The exercise: Reproduce all of the data exactly, with no line skipped.

Data records:
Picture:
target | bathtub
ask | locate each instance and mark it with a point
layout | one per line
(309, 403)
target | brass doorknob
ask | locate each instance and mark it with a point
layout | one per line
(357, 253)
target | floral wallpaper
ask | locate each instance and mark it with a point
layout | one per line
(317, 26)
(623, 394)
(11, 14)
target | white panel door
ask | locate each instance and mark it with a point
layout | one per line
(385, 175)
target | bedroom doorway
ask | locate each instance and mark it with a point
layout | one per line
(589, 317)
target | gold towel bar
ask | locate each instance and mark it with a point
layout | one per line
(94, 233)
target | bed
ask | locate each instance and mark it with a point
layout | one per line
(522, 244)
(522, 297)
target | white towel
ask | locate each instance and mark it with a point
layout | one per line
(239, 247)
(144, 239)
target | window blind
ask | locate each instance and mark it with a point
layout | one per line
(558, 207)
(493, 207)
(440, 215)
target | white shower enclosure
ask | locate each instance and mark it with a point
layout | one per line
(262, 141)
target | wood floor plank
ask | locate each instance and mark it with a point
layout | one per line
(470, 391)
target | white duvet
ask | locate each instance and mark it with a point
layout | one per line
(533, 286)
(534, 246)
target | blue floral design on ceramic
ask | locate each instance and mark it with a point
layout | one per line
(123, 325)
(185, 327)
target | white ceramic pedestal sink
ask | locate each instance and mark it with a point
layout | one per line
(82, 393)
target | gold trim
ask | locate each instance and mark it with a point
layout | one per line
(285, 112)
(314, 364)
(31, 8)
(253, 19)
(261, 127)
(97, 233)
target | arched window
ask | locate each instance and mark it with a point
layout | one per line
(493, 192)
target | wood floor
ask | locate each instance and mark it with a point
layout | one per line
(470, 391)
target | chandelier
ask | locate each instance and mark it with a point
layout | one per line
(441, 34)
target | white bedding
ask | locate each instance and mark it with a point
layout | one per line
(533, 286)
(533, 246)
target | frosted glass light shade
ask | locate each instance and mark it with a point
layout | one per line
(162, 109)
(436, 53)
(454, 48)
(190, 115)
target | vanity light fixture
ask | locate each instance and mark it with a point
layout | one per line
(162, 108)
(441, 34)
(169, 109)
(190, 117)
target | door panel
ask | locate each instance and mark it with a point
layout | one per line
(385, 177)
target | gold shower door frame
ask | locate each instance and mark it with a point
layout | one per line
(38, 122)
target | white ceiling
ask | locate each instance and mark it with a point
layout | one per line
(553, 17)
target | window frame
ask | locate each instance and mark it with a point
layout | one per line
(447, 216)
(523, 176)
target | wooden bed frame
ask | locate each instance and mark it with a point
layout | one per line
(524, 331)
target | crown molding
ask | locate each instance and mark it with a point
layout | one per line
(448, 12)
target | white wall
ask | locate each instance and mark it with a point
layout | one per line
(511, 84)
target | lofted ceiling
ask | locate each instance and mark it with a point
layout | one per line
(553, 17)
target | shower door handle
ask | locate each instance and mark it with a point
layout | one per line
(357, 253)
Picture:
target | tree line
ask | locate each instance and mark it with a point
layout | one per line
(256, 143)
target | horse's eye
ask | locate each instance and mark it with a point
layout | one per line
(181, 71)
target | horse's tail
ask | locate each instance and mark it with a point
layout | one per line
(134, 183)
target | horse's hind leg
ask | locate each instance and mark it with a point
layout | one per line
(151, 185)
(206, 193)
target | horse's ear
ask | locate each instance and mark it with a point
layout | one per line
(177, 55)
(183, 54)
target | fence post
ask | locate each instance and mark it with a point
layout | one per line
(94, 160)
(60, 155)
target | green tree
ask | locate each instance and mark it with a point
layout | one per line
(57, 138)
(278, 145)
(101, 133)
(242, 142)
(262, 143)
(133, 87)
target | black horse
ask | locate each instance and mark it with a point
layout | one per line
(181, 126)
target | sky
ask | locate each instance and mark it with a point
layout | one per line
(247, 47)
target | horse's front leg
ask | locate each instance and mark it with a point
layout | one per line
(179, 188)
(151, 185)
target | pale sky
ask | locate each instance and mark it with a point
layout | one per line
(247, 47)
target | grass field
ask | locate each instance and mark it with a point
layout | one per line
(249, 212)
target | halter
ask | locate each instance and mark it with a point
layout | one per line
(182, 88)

Response for this exercise:
Picture:
target | bathtub
ask | locate each instance and mark it with a point
layout | one per line
(309, 403)
target | brass doorknob
ask | locate each instance and mark it with a point
layout | one per line
(357, 253)
target | floral wallpaper
ask | locate each instance and mark it with a point
layout | one per line
(317, 26)
(623, 394)
(11, 14)
target | white panel door
ask | locate each instance and mark it with a point
layout | one per line
(385, 175)
target | bedroom doorway
ask | locate each instance and mark it with a point
layout | one per line
(589, 317)
target | gold towel bar
ask | locate each instance and mark it with a point
layout | one per line
(94, 233)
target | bed
ask | locate each instance and mark it with a point
layout | one per line
(522, 244)
(522, 297)
target | white towel
ask | locate each instance and mark it with a point
layout | one per line
(239, 247)
(144, 239)
target | window blind
ask | locate each instance and mark it with a point
layout | one per line
(558, 207)
(493, 207)
(440, 215)
target | white shower enclosure
ask | locate each instance and mark it with a point
layout | one per line
(262, 141)
target | wood floor plank
ask | locate each instance and mark it with a point
layout | one per line
(470, 391)
target | white duvet
ask | locate each instance and mark it with a point
layout | one per line
(533, 286)
(534, 246)
target | blue floral design on ceramic
ask | locate each instance and mark it with a point
layout | one per line
(123, 325)
(185, 327)
target | white ceramic pedestal sink
ask | locate each instance and mark it with a point
layout | one per line
(82, 393)
target | gold trim
ask | locate each instance and mark it with a point
layout | one per line
(285, 112)
(314, 364)
(31, 8)
(253, 19)
(261, 127)
(97, 233)
target | arched window
ask | locate each instance and mark it with a point
layout | one per line
(493, 192)
target | wood floor
ask | locate each instance and mark it with a point
layout | one per line
(470, 391)
target | chandelier
ask | locate each instance and mark it with a point
layout | one per line
(441, 34)
target | white bedding
ask | locate each instance and mark it with a point
layout | one per line
(533, 286)
(533, 246)
target | frosted glass light shade
ask | locate each instance and mark it with a point
layout | one per line
(162, 109)
(436, 53)
(454, 48)
(190, 115)
target | vanity light fixture
ask | locate each instance and mark it with a point
layout | one per line
(162, 108)
(441, 34)
(169, 109)
(190, 117)
target | door panel
ask | locate each instance and mark it with a point
layout | one per line
(385, 177)
target | gold shower door frame
ask | locate each instance and mark it with a point
layout | one per line
(38, 122)
target | white ceiling
ask | locate each instance and mark it with a point
layout | one per line
(553, 17)
target | window frame
ask | locate each instance and mark it with a point
layout | one per line
(447, 216)
(523, 176)
target | wooden bed frame
ask | locate each instance and mark it with a point
layout | one per line
(524, 331)
target | crown molding
ask | locate each instance and mark it with a point
layout | one per line
(448, 12)
target | white wall
ask | locate each instance and mark it with a point
layout | one per line
(511, 84)
target | lofted ceiling
ask | locate each instance and mark it with a point
layout | one per line
(553, 17)
target | shower door handle
ask | locate each instance and mark it with a point
layout | one per line
(357, 253)
Picture:
target | tree line
ask | locate each instance and mark it with a point
layout | one per line
(256, 143)
target | horse's eye
ask | locate each instance and mark it with a point
layout | one per line
(181, 71)
target | horse's tail
ask | locate each instance and mark it with a point
layout | one per line
(134, 183)
target | horse's hind leg
ask | locate each instance and mark it with a point
layout | one per line
(151, 185)
(206, 193)
target | horse's ear
ask | locate each instance and mark it with a point
layout | one per line
(177, 55)
(183, 54)
target | fence post
ask | locate each instance and mark it with a point
layout | one per line
(94, 160)
(60, 155)
target | green tree
ask | locate each instance and mark it with a point
layout | one per line
(57, 138)
(278, 145)
(101, 133)
(242, 142)
(262, 143)
(133, 87)
target | black horse
ask | locate each instance and mark it with a point
layout | one per line
(181, 126)
target | sky
ask | locate each instance and mark it with a point
layout | one per line
(247, 47)
target | horse's front leg
ask | locate each instance and mark it with a point
layout | one per line
(179, 188)
(151, 185)
target | pale sky
ask | locate each instance and mark it with a point
layout | one per line
(247, 47)
target | grass field
ask | locate each instance and mark it with a point
layout | one per line
(249, 212)
target | halter
ask | locate each instance and mark it with a point
layout | one per line
(182, 88)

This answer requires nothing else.